* _PROBLEM SET_:
• A. In the text on Church doctrine, take the part that begins with the words "Now, legal doctrine" and ends with "thought or discussion.", and rewrite it with "blogs" changed to "websites".
• B. According to the text on Church doctrine, who makes up the First Presidency in the hypothetical year 2525?

* _TEXT SECTION_:
──────────

Now, legal doctrine is not a perfect analogy for Church Doctrine, but, there are some paralels, in my judgement, unless you are going to throw out the idea of doctrine altogether, or, relegate it to a meaningless position in the "Kingdom" (another legal term).

I know there are other blogs about "Doctrine." Some of them may even be yours. Thus, it seems, this issue must have been raised and answered before. I will now give a hypothetical, just to start some thought or discussion.

It is now the year 2525, and the First Presidency, consisting of Pres. Henry Eying, Pres. Jeff, and Pres. Jared decide to issue the following Statement - "Dear Brothers and Sisters - We all know that the Lord decided to restore the Church in the 19th Century, before the most modern scientific age. Also, most of our canonized scripture was recorded before this period. Previous administrations, acting under the best light available to them, have made certain statements regarding the subject of biological evolution. Since, in the final analysis, exactly how the Lord, the Creator, provided mortal tabernacles for the physical creation, up to and including that of Man, bears no vital teleological relevance to our salvation, we now declare that we will leave all such matters to the realms of science, and continue to focus our exclusive resources on providing unto the world the Ordinances of Salvation for both the Living and the Dead. To the degree that any Scripture or previous pronouncement of the First Presidency attempts to explain the biological, or any other facet of the physical creation, we encourage our members to feel free to consider such as allegorical in nature. Others may also continue to accept them as literal, according to their own conscience and understanding. For the present, let us recognize that all of us, with the exception of little children, are separated from God both physically and spiritually, and, that through the Atonement of Christ and the Ordinances of the Gospel, both of these "deaths" may be overcome."

Sincerely, the First Presidency.

(Sorry if this seems like a law school exam question). But, would you consider this hypothetical pronouncement of the First Presidency to be "Doctrine."? Why or why not?

3/15/2005 12:34:00 PM  

Greg, whew! what a question!

──────────

* _EXTRACTED ENTRIES_:

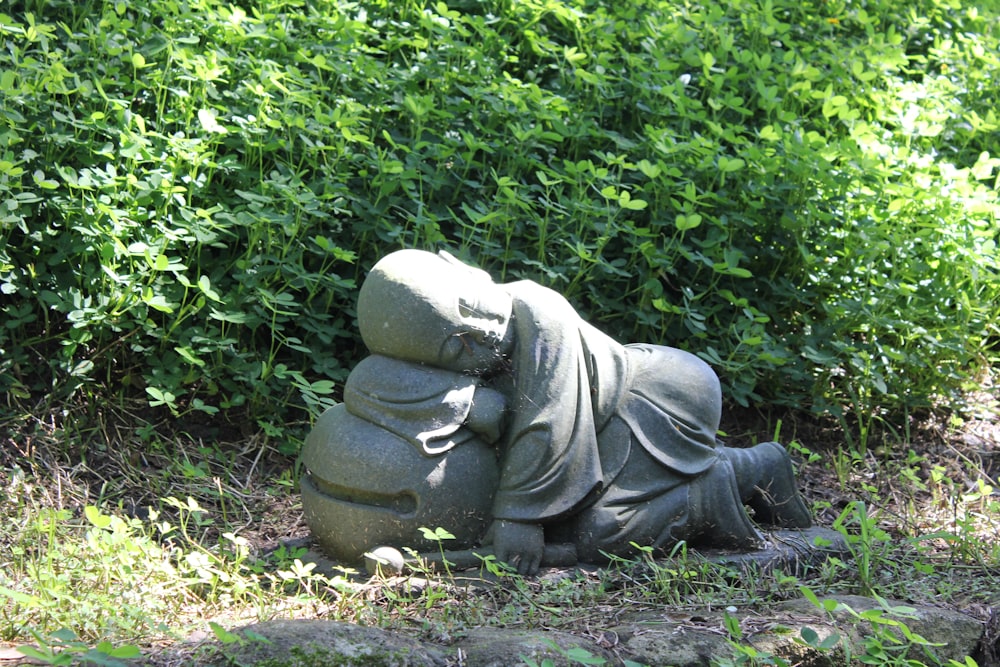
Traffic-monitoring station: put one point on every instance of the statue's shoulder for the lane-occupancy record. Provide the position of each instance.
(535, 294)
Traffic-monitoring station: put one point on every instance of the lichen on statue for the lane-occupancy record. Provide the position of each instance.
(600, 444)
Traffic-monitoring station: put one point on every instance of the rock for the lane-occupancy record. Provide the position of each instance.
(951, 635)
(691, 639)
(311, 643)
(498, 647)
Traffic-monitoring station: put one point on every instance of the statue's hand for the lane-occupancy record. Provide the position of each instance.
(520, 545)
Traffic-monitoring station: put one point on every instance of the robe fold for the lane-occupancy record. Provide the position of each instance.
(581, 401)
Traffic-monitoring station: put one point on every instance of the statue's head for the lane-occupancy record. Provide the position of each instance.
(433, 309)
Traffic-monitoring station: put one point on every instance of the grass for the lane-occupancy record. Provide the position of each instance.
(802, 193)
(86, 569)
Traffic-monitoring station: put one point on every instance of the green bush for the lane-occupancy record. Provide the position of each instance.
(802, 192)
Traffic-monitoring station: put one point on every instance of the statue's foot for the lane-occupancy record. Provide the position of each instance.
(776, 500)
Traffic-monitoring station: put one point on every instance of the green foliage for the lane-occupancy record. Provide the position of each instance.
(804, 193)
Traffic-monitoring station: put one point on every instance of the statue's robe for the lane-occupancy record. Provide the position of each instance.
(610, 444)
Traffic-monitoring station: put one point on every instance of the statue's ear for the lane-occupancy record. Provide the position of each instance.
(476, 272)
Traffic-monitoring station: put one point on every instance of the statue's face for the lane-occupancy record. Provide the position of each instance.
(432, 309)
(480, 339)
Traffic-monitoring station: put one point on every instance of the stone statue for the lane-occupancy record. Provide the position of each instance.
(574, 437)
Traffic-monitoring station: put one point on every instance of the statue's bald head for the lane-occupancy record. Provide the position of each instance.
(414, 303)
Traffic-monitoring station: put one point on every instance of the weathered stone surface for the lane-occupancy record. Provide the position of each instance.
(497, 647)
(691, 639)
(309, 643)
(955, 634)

──────────

* _PROBLEM SOLUTIONS_:
• A.
Now, legal doctrine is not a perfect analogy for Church Doctrine, but, there are some paralels, in my judgement, unless you are going to throw out the idea of doctrine altogether, or, relegate it to a meaningless position in the "Kingdom" (another legal term).

I know there are other websites about "Doctrine." Some of them may even be yours. Thus, it seems, this issue must have been raised and answered before. I will now give a hypothetical, just to start some thought or discussion.

• B. Pres. Henry Eying, Pres. Jeff, and Pres. Jared.